### TASK OBJECTIVE
Swap "Marked points" for "Annotated points" everywhere it appears in the rows below and reproduce them with no other changes.

### SUPPLIED RECORDS

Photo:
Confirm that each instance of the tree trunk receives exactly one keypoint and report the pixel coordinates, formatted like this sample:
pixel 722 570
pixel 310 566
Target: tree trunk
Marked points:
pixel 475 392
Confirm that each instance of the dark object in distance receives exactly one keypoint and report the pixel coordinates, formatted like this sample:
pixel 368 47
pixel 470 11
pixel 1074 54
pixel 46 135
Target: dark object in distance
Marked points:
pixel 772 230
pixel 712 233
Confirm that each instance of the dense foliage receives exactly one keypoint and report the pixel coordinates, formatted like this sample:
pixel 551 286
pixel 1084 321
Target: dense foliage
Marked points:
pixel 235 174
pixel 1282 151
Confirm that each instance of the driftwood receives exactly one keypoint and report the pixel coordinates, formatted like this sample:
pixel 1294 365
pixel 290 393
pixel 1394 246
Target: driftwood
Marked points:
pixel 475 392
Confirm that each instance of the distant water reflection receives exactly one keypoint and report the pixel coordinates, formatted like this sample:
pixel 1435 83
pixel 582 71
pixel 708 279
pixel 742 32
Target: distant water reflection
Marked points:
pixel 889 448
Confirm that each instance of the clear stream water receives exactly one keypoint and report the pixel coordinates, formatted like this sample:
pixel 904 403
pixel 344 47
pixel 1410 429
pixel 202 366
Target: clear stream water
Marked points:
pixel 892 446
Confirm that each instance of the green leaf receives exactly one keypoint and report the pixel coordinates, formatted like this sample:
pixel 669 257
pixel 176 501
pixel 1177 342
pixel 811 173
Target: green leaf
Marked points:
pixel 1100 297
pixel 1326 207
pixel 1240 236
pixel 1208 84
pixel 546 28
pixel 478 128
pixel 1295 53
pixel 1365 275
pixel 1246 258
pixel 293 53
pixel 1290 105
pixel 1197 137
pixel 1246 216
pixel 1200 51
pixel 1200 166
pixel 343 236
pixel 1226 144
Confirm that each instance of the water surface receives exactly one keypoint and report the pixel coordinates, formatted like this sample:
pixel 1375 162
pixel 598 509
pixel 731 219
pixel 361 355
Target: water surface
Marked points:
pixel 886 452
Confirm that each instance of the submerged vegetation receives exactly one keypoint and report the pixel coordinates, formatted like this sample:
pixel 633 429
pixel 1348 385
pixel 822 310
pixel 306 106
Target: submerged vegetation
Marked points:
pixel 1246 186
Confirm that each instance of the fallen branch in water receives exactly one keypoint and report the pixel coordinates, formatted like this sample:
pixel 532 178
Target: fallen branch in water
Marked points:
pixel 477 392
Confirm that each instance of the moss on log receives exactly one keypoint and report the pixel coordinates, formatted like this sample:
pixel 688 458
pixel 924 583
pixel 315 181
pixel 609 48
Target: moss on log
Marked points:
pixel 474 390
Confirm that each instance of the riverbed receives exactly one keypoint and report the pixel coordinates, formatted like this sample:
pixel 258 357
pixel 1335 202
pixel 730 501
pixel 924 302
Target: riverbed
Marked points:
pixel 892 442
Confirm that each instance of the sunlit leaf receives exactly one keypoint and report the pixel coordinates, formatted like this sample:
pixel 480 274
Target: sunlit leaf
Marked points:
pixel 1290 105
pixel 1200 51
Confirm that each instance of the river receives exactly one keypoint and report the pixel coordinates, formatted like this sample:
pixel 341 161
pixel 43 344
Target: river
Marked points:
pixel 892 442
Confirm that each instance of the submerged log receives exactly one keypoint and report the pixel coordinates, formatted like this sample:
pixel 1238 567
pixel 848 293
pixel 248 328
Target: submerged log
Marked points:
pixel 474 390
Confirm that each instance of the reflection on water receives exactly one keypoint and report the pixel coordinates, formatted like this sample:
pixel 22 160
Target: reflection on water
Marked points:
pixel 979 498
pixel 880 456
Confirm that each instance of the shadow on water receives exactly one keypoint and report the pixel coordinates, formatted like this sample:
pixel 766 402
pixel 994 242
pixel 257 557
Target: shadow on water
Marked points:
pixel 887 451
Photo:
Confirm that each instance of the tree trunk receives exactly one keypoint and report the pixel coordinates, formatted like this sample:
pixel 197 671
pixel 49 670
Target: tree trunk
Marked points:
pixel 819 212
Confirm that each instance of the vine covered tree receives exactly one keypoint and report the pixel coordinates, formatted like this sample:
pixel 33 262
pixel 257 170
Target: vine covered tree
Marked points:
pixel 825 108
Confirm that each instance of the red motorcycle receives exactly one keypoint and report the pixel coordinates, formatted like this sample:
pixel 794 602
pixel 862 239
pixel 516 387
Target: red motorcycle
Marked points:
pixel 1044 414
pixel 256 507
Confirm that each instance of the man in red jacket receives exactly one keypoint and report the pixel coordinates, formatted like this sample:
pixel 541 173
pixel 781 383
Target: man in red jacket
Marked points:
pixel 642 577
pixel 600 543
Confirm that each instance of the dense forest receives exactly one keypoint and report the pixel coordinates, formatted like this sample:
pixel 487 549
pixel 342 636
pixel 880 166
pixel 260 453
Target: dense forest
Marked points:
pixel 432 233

### SOLUTION TO THE EXERCISE
Photo:
Confirm that each instance of the tree trunk receives exactly one keypoint and report the pixel coordinates, formatted like this sample:
pixel 722 570
pixel 310 566
Target: tree trunk
Annotated points:
pixel 475 392
Confirm that each instance of the dark object in distance receives exactly one keypoint and report the pixel coordinates, formatted like this sample:
pixel 368 47
pixel 470 11
pixel 1074 54
pixel 46 135
Target: dark object in distance
Annotated points:
pixel 772 230
pixel 712 233
Confirm that each instance of the dense foliage receives exactly one keypoint and report the pixel coordinates, formatted like this sample:
pixel 551 286
pixel 1084 321
Target: dense foliage
Annotated points:
pixel 235 174
pixel 1282 151
Confirm that each instance of the driftwood receives exactly one keypoint and report the pixel coordinates, formatted like this sample:
pixel 1294 365
pixel 290 393
pixel 1394 246
Target: driftwood
Annotated points:
pixel 475 392
Confirm that each instance of the distant water reflection receives exactly one keypoint and report the pixel coordinates, formatted like this sample:
pixel 1435 83
pixel 582 71
pixel 708 279
pixel 742 32
Target: distant water reflection
Annotated points:
pixel 889 448
Confirm that each instance of the clear stream water receives exactly one keypoint and report the pixel coordinates, formatted like this sample:
pixel 904 403
pixel 344 47
pixel 1410 429
pixel 202 366
Target: clear stream water
Annotated points:
pixel 892 446
Confirm that each instance of the green leaf receives exactly one keypoint and report the pixel coordinates, formatted like this sample:
pixel 669 257
pixel 176 501
pixel 1177 342
pixel 811 173
Target: green leaf
Annotated points:
pixel 1100 297
pixel 1326 207
pixel 1240 236
pixel 1208 84
pixel 546 28
pixel 478 128
pixel 1295 53
pixel 1365 275
pixel 1246 258
pixel 293 53
pixel 1290 105
pixel 1197 137
pixel 1246 216
pixel 1200 51
pixel 1200 166
pixel 343 236
pixel 1226 144
Confirm that each instance of the water surface receives exactly one keypoint and report the pixel coordinates, formatted like this sample:
pixel 1375 162
pixel 598 509
pixel 731 219
pixel 361 355
Target: water surface
Annotated points:
pixel 886 452
Confirm that each instance of the submerged vegetation receives exactly one keypoint and report the pixel coordinates, formatted like this sample:
pixel 633 429
pixel 1348 385
pixel 822 310
pixel 306 106
Target: submerged vegetation
Annotated points:
pixel 1246 186
Confirm that each instance of the fallen branch in water receives exactly one keypoint and report the pixel coordinates, formatted like this sample:
pixel 532 178
Target: fallen branch in water
Annotated points:
pixel 477 392
Confirm that each instance of the moss on log receives exactly one keypoint and report the pixel coordinates, formatted like this sample:
pixel 688 458
pixel 924 583
pixel 315 181
pixel 609 48
Target: moss on log
Annotated points:
pixel 474 390
Confirm that each instance of the riverbed receives exactly one keypoint and report the pixel coordinates, formatted like this sample:
pixel 258 357
pixel 1335 202
pixel 730 501
pixel 924 302
Target: riverbed
Annotated points:
pixel 892 442
Confirm that each instance of the sunlit leaf receives exactly one keypoint and report the pixel coordinates, formatted like this sample:
pixel 480 274
Target: sunlit leaf
Annotated points:
pixel 1290 105
pixel 1200 51
Confirm that each instance of the river receives exactly one keypoint and report the pixel coordinates, formatted like this sample:
pixel 341 161
pixel 43 344
Target: river
Annotated points:
pixel 892 442
Confirm that each instance of the submerged log receives exactly one keypoint and report the pixel coordinates, formatted like this sample:
pixel 1238 567
pixel 848 293
pixel 248 328
Target: submerged log
Annotated points:
pixel 474 390
Confirm that each instance of the reflection on water receives exactly one keypoint and report the pixel coordinates, formatted like this sample:
pixel 22 160
Target: reflection on water
Annotated points:
pixel 979 498
pixel 880 456
Confirm that each instance of the shadow on water receives exactly one keypoint and report the pixel coordinates, formatted like this sample:
pixel 766 402
pixel 994 242
pixel 257 557
Target: shadow on water
Annotated points:
pixel 887 451
Photo:
Confirm that each instance of the tree trunk receives exactly one keypoint and report the pixel coordinates, formatted like this sample:
pixel 197 671
pixel 49 670
Target: tree trunk
Annotated points:
pixel 819 212
Confirm that each instance of the vine covered tree receives exactly one keypoint and report the pixel coordinates, formatted like this sample:
pixel 33 262
pixel 257 170
Target: vine covered tree
Annotated points:
pixel 825 108
Confirm that each instance of the red motorcycle receives exactly one keypoint and report the pixel coordinates, formatted like this sample:
pixel 794 602
pixel 862 239
pixel 516 387
Target: red motorcycle
Annotated points:
pixel 1044 414
pixel 256 507
Confirm that each instance of the man in red jacket receives exactly one keypoint and report the pixel coordinates, formatted like this sample:
pixel 541 173
pixel 781 383
Target: man in red jacket
Annotated points:
pixel 642 577
pixel 600 543
Confirm that each instance of the dense forest receives exactly one keypoint and report the pixel coordinates, formatted like this sample:
pixel 487 549
pixel 342 636
pixel 880 166
pixel 260 453
Target: dense forest
Annotated points:
pixel 432 233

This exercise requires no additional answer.